##### INFORMATION SUPPLIED
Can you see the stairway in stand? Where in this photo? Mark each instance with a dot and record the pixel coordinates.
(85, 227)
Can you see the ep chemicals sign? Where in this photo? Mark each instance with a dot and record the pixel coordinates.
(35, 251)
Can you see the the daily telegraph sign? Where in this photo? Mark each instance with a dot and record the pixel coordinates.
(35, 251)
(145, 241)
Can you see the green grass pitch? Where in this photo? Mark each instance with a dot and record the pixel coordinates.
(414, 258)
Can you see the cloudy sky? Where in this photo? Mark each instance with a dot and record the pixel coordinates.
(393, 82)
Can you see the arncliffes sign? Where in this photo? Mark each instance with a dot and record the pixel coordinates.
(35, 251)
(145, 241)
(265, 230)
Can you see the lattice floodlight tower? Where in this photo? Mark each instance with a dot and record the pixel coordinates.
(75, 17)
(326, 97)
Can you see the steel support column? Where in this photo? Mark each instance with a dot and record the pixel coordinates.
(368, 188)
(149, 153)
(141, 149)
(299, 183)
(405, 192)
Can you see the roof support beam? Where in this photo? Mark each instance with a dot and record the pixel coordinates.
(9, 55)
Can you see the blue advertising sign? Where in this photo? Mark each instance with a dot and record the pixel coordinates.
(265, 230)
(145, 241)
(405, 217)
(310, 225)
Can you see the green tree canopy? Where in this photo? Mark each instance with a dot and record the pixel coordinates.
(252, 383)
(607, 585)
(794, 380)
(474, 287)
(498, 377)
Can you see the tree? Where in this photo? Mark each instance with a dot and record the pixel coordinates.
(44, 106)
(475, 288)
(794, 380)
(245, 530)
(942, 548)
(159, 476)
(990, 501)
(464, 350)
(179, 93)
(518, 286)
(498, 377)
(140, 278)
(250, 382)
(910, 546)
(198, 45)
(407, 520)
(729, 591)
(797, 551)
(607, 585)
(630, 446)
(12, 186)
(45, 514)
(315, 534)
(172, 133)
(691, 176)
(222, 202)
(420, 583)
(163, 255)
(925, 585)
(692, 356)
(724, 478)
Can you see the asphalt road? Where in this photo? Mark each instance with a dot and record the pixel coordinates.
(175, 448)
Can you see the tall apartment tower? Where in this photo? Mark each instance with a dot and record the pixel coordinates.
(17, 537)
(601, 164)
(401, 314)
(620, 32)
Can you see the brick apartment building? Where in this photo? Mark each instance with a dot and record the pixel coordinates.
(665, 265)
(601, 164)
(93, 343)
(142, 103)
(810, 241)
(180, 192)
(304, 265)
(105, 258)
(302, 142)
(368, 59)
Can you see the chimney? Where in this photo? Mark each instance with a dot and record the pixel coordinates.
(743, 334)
##########
**GIVEN REQUEST:** Give back exactly the lines beginning at the one with "Can you see the tree?" and ending at the final line of the material; both boundary lines belong in it.

**WRITTEN RESPONSE:**
Can you see the tree? Where in this photo? Mark each instance with a dot and record the pixel coordinates.
(44, 106)
(475, 288)
(794, 380)
(245, 530)
(942, 548)
(159, 476)
(990, 501)
(464, 350)
(179, 93)
(518, 286)
(498, 377)
(140, 278)
(250, 382)
(910, 546)
(198, 45)
(407, 520)
(729, 591)
(797, 551)
(607, 585)
(630, 446)
(12, 186)
(45, 514)
(315, 534)
(172, 133)
(691, 176)
(222, 202)
(420, 583)
(163, 255)
(925, 585)
(692, 356)
(724, 478)
Can you see the asphalt road? Where in this photo? Mark each instance with a dot and record the pixel coordinates.
(175, 448)
Can you see the tall apartment tower? Where in this photo? Mark each instance with a dot and record the pixel coordinates.
(17, 537)
(601, 164)
(401, 314)
(620, 32)
Can you see the brick apartment building? Where in this photo? Mark each instance with a dot and record the pixel coordinates.
(665, 265)
(601, 164)
(93, 343)
(142, 103)
(810, 241)
(180, 192)
(304, 265)
(105, 258)
(302, 142)
(368, 59)
Can you see the chimney? Where in this photo? Mark each instance with a dot and record the pixel coordinates.
(743, 334)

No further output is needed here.